▶ PASSAGE PROVIDED
- - -

- Active: October 27, 1864, to June 21, 1865
- Country: United States
- Allegiance: Union
- Branch: Sharpshooters
- Engagements: Siege of Petersburg; Appomattox Campaign; Battle of Five Forks; Battle of Amelia Springs; Battle of High Bridge; Battle of Appomattox Court House;

= 1st Maine Sharpshooters Battalion =

The 1st Maine Sharpshooters Battalion was a sharpshooter battalion in the Union Army during the American Civil War.

==Service==
The 1st Battalion Maine Sharpshooters was organized in Augusta, Maine October 27 through December 29, 1864.

Companies A and B left Maine for City Point, Virginia, November 12, 1864, and assigned to duty there until January 1865.

Company C was organized November 29, 1864, and moved to Galloupe's Island, Boston Harbor, then moved to City Point, Virginia, January 1–5, 1865.

Company D was organized December 2, 1864. Company E was organized November 28, 1864. Company F was organized December 29, 1864, all three moved to City Point, Virginia, to join the other companies. All were ordered to the Petersburg front and attached to 3rd Brigade, 1st Division, V Corps, Army of the Potomac, January to June 1865.

The 1st Battalion Maine Sharpshooters ceased to exist on June 21, 1865, when its members were transferred to the 20th Maine Infantry.

==Detailed service==
The regiment was involved in the Siege of Petersburg from January 5 to April 2, 1865. Dabney's Mills, Hatcher's Run, February 5–7. Fort Fisher, Petersburg, March 25. Appomattox Campaign March 28-April 9. White Oak Road March 29. Quaker Road March 30. Boydton Road March 30–31. Five Forks April 1. Amelia Court House April 5. High Bridge April 6. Appomattox Court House April 9. Surrender of Lee and his army. Moved to Washington, D.C., May 2–12 and participated in the Grand Review of the Armies May 23.

==Casualties==
The regiment lost a total of 19 enlisted men during service; 7 enlisted men killed or mortally wounded, 12 enlisted men due to disease.

- - -

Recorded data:
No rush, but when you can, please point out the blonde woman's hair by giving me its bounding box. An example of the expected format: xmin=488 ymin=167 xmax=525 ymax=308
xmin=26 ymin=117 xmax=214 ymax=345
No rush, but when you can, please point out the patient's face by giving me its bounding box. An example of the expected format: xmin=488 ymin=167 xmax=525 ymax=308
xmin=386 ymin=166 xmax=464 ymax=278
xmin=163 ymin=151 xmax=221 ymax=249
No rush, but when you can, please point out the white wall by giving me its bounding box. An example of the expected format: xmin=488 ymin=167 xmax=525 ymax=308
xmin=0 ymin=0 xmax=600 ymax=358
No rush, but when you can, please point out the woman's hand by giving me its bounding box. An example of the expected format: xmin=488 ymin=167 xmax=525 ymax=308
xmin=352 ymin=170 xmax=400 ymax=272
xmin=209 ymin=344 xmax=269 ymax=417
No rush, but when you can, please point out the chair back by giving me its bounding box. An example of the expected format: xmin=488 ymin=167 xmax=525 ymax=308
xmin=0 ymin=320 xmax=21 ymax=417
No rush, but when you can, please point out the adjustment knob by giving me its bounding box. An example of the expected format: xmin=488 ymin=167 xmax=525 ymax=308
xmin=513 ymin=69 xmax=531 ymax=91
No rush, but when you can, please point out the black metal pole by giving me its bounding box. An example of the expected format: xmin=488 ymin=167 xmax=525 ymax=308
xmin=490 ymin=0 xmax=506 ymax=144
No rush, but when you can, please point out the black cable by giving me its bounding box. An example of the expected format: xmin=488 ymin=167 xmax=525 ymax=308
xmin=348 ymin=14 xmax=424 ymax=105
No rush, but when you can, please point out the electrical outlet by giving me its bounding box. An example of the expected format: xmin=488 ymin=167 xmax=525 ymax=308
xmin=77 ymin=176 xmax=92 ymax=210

- - -

▶ TASK GOAL
Reproduce the full text on the 1st Maine Sharpshooters Battalion verbatim.

▶ REPLY
- Active: October 27, 1864, to June 21, 1865
- Country: United States
- Allegiance: Union
- Branch: Sharpshooters
- Engagements: Siege of Petersburg; Appomattox Campaign; Battle of Five Forks; Battle of Amelia Springs; Battle of High Bridge; Battle of Appomattox Court House;

= 1st Maine Sharpshooters Battalion =

The 1st Maine Sharpshooters Battalion was a sharpshooter battalion in the Union Army during the American Civil War.

==Service==
The 1st Battalion Maine Sharpshooters was organized in Augusta, Maine October 27 through December 29, 1864.

Companies A and B left Maine for City Point, Virginia, November 12, 1864, and assigned to duty there until January 1865.

Company C was organized November 29, 1864, and moved to Galloupe's Island, Boston Harbor, then moved to City Point, Virginia, January 1–5, 1865.

Company D was organized December 2, 1864. Company E was organized November 28, 1864. Company F was organized December 29, 1864, all three moved to City Point, Virginia, to join the other companies. All were ordered to the Petersburg front and attached to 3rd Brigade, 1st Division, V Corps, Army of the Potomac, January to June 1865.

The 1st Battalion Maine Sharpshooters ceased to exist on June 21, 1865, when its members were transferred to the 20th Maine Infantry.

==Detailed service==
The regiment was involved in the Siege of Petersburg from January 5 to April 2, 1865. Dabney's Mills, Hatcher's Run, February 5–7. Fort Fisher, Petersburg, March 25. Appomattox Campaign March 28-April 9. White Oak Road March 29. Quaker Road March 30. Boydton Road March 30–31. Five Forks April 1. Amelia Court House April 5. High Bridge April 6. Appomattox Court House April 9. Surrender of Lee and his army. Moved to Washington, D.C., May 2–12 and participated in the Grand Review of the Armies May 23.

==Casualties==
The regiment lost a total of 19 enlisted men during service; 7 enlisted men killed or mortally wounded, 12 enlisted men due to disease.